On an October morning in Victoria, Jessica Michalofsky began to run.
She started at the corner of Blanshard Street and Pandora Avenue, under trees shading a sidewalk in front of the B.C. Ministry of Health’s main office. From there she ran the distance of two city blocks, or about 600 metres, back to where she started.
Then she did it again, over and over, until she had completed the marathon distance of 42.2 kilometres.
The next day she returned and again ran a marathon around the building. Loop after loop until her body ached and her feet cracked, Michalofsky hit her distance – only to start again the next day.
For seven days and nearly 300 kilometres, Michalofsky has run outside the health ministry office. No one at the ministry has approached her nor asked why she has chosen this route to run. If they did, they’d learn about her son, Aubrey Michalofsky. They’d know why grief, rage and determination are driving the 51-year-old teacher and triathlete to run until she feels heard.
“I was, and am, pretty lost,” she said in a phone interview from her Victoria home. “Aubrey was my only son and it’s pretty hard to imagine life now.”
Less than two months ago, Michalofsky was driving to the Nelson area to pick up Aubrey and his father, Rae Pryor. She had just finished an Ironman triathlon in Penticton, with plans to bring Aubrey and Rae to the coast for a vacation and celebrate their son’s upcoming 26th birthday.
Aubrey and Rae both lived in the small Kootenay community of Winlaw. When Michalofsky arrived at a small cafe in the town, only Pryor was there. She was told Aubrey was at a friend’s home in Beasley, on the outskirts of Nelson. So while Pryor stayed behind in case their son showed up, Michalofsky headed in her car to get her son.
There’s no cell service in Winlaw, so when she arrived in Beasley and realized she didn’t know the location of the house, she felt silly. Michalofsky continued into Nelson where she bought snacks and planned to sleep overnight in her car in a mall parking lot while she waited for Aubrey to call.
Just as she was settling down, her phone rang. It was Aubrey’s roommate. Her son had taken speed that was likely tainted with illicit fentanyl and had died, probably around the time Michalofsky was searching for him.

◆ What the exercise asks ◆
Write out the whole text about Jessica Michalofsky's marathon runs again, word for word. You will not need the records that come next.

◆ Records supplied ◆
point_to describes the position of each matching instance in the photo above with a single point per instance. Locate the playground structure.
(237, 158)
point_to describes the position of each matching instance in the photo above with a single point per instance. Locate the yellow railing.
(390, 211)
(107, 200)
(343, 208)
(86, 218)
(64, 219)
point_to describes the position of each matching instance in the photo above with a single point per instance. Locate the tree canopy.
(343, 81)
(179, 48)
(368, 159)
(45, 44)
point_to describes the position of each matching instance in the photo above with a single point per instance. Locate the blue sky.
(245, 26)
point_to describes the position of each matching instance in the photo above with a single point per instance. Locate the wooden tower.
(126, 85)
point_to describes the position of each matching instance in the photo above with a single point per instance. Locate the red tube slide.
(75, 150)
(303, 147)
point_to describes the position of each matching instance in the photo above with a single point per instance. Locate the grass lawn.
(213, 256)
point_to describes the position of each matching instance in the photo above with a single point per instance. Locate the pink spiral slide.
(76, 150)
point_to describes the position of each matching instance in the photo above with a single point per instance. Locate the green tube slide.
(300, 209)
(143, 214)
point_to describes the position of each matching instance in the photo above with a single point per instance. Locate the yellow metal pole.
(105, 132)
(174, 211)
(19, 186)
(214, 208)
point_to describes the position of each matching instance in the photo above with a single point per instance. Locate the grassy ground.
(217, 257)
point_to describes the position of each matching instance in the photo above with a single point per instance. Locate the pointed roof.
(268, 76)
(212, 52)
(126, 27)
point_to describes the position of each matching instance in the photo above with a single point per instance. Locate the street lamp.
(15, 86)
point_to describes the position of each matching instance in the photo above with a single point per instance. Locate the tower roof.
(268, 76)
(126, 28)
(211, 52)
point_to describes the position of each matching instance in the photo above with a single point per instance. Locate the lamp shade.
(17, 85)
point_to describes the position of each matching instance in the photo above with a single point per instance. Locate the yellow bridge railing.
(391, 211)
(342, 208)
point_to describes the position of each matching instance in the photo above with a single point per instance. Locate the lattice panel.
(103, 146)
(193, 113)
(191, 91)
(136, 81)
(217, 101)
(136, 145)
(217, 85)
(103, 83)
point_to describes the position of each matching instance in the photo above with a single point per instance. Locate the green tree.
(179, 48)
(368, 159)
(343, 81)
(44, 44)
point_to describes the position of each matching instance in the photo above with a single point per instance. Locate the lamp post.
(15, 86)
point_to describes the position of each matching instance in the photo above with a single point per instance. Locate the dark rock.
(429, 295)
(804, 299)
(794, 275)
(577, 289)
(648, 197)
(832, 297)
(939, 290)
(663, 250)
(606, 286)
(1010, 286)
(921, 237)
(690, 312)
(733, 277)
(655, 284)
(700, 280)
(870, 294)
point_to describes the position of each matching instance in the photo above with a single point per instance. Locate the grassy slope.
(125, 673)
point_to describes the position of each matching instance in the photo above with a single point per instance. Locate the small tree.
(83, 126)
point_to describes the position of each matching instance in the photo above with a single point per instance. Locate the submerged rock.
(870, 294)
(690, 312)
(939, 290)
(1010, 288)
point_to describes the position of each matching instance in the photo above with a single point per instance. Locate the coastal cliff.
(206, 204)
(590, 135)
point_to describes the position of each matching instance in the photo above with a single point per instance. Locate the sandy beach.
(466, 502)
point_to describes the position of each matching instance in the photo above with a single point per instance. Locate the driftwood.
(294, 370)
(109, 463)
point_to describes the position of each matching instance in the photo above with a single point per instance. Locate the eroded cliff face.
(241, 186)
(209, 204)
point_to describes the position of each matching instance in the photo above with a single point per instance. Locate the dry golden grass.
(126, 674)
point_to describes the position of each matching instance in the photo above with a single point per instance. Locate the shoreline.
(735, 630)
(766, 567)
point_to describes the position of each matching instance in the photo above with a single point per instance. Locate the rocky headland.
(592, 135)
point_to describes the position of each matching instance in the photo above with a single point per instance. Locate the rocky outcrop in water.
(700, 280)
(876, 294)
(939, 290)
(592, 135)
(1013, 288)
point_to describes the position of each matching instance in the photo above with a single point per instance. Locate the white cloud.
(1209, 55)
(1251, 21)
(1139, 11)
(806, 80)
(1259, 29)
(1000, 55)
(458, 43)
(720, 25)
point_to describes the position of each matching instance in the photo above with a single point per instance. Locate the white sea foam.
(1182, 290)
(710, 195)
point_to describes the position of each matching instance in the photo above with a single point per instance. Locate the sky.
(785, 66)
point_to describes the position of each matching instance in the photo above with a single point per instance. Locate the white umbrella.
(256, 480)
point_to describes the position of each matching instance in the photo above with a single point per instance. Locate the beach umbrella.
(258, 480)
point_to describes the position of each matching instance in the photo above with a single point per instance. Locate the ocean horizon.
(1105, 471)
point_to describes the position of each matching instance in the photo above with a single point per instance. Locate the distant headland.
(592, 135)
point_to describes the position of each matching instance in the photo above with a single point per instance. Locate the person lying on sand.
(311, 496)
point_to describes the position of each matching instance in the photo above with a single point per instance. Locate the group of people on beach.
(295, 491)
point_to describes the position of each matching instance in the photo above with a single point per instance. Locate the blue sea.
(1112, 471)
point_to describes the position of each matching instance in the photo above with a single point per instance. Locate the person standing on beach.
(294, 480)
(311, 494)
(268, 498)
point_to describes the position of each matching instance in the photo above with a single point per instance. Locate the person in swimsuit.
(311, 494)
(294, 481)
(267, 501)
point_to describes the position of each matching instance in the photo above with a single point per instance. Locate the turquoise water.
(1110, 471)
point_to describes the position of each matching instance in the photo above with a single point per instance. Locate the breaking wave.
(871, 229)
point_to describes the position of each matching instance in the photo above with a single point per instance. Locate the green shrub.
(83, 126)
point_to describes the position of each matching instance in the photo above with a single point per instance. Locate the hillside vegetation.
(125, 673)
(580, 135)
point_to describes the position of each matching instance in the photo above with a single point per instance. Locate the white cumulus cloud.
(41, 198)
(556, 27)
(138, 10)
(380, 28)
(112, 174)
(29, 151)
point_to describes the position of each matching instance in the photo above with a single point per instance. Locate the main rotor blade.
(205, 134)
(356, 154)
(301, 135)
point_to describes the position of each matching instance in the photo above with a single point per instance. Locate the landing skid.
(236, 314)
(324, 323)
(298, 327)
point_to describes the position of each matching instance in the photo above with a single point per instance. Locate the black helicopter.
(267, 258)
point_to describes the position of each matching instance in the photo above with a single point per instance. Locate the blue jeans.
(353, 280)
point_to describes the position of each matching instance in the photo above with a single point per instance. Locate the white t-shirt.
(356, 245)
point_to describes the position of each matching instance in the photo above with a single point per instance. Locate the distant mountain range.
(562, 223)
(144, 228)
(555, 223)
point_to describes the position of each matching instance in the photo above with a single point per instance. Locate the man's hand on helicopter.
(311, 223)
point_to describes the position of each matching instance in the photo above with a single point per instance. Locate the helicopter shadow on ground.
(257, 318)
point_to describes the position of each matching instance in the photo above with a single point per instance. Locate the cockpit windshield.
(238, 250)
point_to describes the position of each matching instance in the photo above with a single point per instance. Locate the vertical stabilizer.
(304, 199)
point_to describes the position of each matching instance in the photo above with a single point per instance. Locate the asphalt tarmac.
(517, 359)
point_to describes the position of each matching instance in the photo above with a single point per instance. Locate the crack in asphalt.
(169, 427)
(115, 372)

◆ The completed task ◆
On an October morning in Victoria, Jessica Michalofsky began to run.
She started at the corner of Blanshard Street and Pandora Avenue, under trees shading a sidewalk in front of the B.C. Ministry of Health’s main office. From there she ran the distance of two city blocks, or about 600 metres, back to where she started.
Then she did it again, over and over, until she had completed the marathon distance of 42.2 kilometres.
The next day she returned and again ran a marathon around the building. Loop after loop until her body ached and her feet cracked, Michalofsky hit her distance – only to start again the next day.
For seven days and nearly 300 kilometres, Michalofsky has run outside the health ministry office. No one at the ministry has approached her nor asked why she has chosen this route to run. If they did, they’d learn about her son, Aubrey Michalofsky. They’d know why grief, rage and determination are driving the 51-year-old teacher and triathlete to run until she feels heard.
“I was, and am, pretty lost,” she said in a phone interview from her Victoria home. “Aubrey was my only son and it’s pretty hard to imagine life now.”
Less than two months ago, Michalofsky was driving to the Nelson area to pick up Aubrey and his father, Rae Pryor. She had just finished an Ironman triathlon in Penticton, with plans to bring Aubrey and Rae to the coast for a vacation and celebrate their son’s upcoming 26th birthday.
Aubrey and Rae both lived in the small Kootenay community of Winlaw. When Michalofsky arrived at a small cafe in the town, only Pryor was there. She was told Aubrey was at a friend’s home in Beasley, on the outskirts of Nelson. So while Pryor stayed behind in case their son showed up, Michalofsky headed in her car to get her son.
There’s no cell service in Winlaw, so when she arrived in Beasley and realized she didn’t know the location of the house, she felt silly. Michalofsky continued into Nelson where she bought snacks and planned to sleep overnight in her car in a mall parking lot while she waited for Aubrey to call.
Just as she was settling down, her phone rang. It was Aubrey’s roommate. Her son had taken speed that was likely tainted with illicit fentanyl and had died, probably around the time Michalofsky was searching for him.